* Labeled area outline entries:
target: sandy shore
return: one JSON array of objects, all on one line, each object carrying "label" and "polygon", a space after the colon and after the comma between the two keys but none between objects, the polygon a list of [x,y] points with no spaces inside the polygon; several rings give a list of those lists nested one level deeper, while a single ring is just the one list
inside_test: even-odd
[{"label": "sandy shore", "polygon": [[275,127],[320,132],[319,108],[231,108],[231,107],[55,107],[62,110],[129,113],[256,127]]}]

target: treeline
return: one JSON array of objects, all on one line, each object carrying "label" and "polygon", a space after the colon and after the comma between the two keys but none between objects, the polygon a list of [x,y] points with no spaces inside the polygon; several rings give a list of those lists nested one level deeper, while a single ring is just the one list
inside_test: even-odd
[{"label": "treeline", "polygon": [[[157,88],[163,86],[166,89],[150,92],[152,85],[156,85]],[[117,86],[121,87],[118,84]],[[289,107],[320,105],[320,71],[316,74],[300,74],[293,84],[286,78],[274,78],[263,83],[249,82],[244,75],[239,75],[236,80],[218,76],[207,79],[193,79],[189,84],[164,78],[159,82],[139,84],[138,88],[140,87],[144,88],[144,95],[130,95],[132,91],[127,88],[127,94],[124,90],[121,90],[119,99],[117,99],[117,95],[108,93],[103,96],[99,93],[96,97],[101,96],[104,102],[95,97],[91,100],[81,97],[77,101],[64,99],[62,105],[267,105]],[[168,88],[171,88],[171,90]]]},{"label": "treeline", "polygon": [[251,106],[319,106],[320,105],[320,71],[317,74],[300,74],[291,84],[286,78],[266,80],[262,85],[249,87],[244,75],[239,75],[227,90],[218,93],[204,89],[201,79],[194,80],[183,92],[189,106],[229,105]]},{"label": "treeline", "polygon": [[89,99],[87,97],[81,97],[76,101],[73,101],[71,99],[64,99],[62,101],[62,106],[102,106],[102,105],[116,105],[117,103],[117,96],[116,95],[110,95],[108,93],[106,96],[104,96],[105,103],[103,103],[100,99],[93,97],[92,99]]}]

* What you have to do: Convert every line of the material above into a JSON list of strings, with one string per line. Leave out blank lines.

* Full response:
[
  "target: sandy shore",
  "return: one JSON array of objects, all on one line, each object carrying \"label\" and \"polygon\", a space after the colon and after the comma between the two keys but none between objects, the polygon a list of [x,y] points with no spaces inside the polygon; several rings give a list of those lists nested one level deeper, while a single ring is just the one list",
  "inside_test: even-odd",
  "[{\"label\": \"sandy shore\", \"polygon\": [[275,127],[320,132],[319,108],[231,108],[231,107],[55,107],[62,110],[129,113],[256,127]]}]",
  "target: treeline",
  "return: one JSON array of objects, all on one line, each object carrying \"label\" and \"polygon\", a space after the colon and after the comma between the two keys but none between objects, the polygon a list of [x,y] points with no spaces inside the polygon; several rings give a list of those lists nested one level deeper, while a single ring is just the one list",
  "inside_test: even-odd",
  "[{\"label\": \"treeline\", \"polygon\": [[[157,88],[163,86],[166,89],[150,92],[152,85],[156,85]],[[117,86],[121,87],[118,84]],[[289,107],[320,105],[320,71],[316,74],[300,74],[293,84],[286,78],[274,78],[263,83],[249,82],[244,75],[239,75],[236,80],[218,76],[207,79],[193,79],[189,84],[164,78],[159,82],[139,84],[138,88],[140,87],[144,88],[144,95],[130,95],[132,91],[127,88],[127,94],[124,90],[121,90],[119,99],[117,99],[117,95],[108,93],[103,96],[99,93],[96,97],[101,96],[104,102],[95,97],[91,100],[81,97],[77,101],[64,99],[62,105],[267,105]],[[168,88],[171,88],[171,90]]]},{\"label\": \"treeline\", \"polygon\": [[251,106],[319,106],[320,105],[320,71],[317,74],[300,74],[291,84],[286,78],[266,80],[262,85],[249,87],[244,75],[239,75],[227,90],[218,93],[204,89],[201,79],[194,80],[183,92],[189,106],[229,105]]},{\"label\": \"treeline\", \"polygon\": [[89,99],[87,97],[81,97],[76,101],[73,101],[71,99],[64,99],[62,101],[62,106],[102,106],[102,105],[116,105],[117,103],[117,96],[116,95],[110,95],[108,93],[106,96],[104,96],[105,103],[103,103],[100,99],[93,97],[92,99]]}]"
]